> Task instructions:
Extend the essay on the resiliency of the U.S. consumption economy, picking up right after its final sentence.

> Text block:
□ □ □

Colin Read • Aug 11, 2024

The Economic Resiliency of a Consumption Economy - August 11, 2024

We often marvel at the independence of the U.S. economy because it is driven by such a large degree by domestic consumption. Could that feature also be its Achilles heel? And, what is the alternative?


Keynes showed us that four forces determine the size of an economy - consumption, investment, government spending, and international trade. No economy can sustain itself primarily from investment because investment must eventually translate into sales - in consumption, government spending, or exports. And, countries that have tried to drive output primarily through government spending end up with the reduced incentives that arise because of the necessarily very high tax rate and by an institutional structure that places political decisions ahead of economic decisions. 


What was less apparent in Keynes’ days of limited global trade  was that the sole goal should not only be to sustain adequate economic growth. Think about your own finances. A good rate of return is nice, but we have learned since Keynes that the minimization of risk and volatility is also good. 


In fact, Keynes realized that economic activity can ebb and flow. After all, he developed his theory during the Great Depression, a period of prolonged economic ebbing. His solution for volatile and capricious consumption and investment was for discretionary increases in government spending to even things out and counteract insufficient demand. We can put all our eggs in the consumption basket if we have an effective policy to put Humpty Dumpty together again if it falls off the wall.


In the U.S., such is possible only on rare occasions. The Great Depression certainly commanded legislators to put aside their knives and work together to augment faltering demand through fiscal policy. So too was there a brief period of unity following COVID, even if the policies were poorly designed and ultimately led to a rebound inflation.

□ □ □

(Items from a data source)

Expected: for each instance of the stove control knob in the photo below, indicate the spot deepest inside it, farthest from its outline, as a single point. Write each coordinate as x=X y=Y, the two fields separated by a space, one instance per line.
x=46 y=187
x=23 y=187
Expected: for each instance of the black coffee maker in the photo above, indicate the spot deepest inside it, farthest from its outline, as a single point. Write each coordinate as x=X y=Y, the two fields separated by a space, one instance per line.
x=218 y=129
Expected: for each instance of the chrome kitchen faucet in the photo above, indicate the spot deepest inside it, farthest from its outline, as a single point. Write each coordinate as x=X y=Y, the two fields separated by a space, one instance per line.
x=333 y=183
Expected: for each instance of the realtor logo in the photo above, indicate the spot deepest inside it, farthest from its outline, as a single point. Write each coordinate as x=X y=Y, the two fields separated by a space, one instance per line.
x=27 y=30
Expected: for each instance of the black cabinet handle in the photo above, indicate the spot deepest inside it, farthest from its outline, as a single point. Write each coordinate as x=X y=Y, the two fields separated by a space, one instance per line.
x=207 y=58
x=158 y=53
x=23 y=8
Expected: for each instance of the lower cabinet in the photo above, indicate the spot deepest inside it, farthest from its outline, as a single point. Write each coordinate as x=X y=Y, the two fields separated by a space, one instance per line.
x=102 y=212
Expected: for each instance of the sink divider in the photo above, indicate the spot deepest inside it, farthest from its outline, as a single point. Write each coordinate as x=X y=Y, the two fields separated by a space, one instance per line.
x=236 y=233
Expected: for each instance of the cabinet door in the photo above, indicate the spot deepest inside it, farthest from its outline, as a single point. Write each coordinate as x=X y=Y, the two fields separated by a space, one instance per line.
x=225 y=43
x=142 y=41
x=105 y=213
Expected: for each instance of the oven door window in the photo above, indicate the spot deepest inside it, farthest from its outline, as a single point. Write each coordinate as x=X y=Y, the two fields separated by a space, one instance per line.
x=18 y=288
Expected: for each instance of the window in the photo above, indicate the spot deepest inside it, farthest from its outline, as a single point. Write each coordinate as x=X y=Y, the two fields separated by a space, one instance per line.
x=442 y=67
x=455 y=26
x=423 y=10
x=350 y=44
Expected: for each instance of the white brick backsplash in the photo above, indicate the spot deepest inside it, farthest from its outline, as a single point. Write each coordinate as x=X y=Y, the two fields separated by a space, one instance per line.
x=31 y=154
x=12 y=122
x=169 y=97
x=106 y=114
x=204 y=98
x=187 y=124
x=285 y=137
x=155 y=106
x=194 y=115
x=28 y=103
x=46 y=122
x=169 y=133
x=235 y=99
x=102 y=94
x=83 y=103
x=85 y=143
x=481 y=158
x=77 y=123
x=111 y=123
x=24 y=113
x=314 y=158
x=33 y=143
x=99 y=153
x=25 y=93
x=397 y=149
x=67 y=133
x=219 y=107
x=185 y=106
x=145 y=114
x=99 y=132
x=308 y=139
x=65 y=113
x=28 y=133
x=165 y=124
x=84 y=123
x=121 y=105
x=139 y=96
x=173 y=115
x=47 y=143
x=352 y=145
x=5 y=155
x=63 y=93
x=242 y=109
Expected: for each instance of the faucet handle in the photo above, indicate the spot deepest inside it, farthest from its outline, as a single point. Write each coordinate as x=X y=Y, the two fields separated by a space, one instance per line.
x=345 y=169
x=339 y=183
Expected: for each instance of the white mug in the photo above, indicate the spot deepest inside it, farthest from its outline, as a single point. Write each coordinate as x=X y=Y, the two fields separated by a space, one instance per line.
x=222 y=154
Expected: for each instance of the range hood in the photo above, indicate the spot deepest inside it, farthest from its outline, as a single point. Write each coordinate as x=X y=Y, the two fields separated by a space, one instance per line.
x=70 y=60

□ □ □

> Answer for the task:
The problem is that the minority party rarely wants the majority party to succeed in the U.S. political system. Parliamentary systems such as found in Canada fare much better in efforts to zig with fiscal policy when consumption zags because the federal party in power can run the show if it can form a majority government. 


Instead, the U.S. entrusts much of its economic destiny to power of consumption. The mantra is that consumption is so monolithic, at about 70% of the economy, that the economy can take care of itself, for the most part. But, while it may be true that consumption, and the investment that often takes its cue from consumers, can provide for steady, if no longer spectacular, economic growth over time, our reliance on the consumption sector causes us to suffer unnecessary volatility. 


Returning to the personal finance analogy, any good financial planner would tell you that, by failing to diversify, you take on unnecessary risk. When we rely primarily on consumption, if consumers become pessimistic, that induces a decrease in new inventory and investment, a reduction in new home construction, reduced tax revenue, and hence decreased government spending. In other words, a reliance on domestic consumption is destabilizing because of the unfortunate feedback between consumption, investment, and poorly coordinated fiscal spending.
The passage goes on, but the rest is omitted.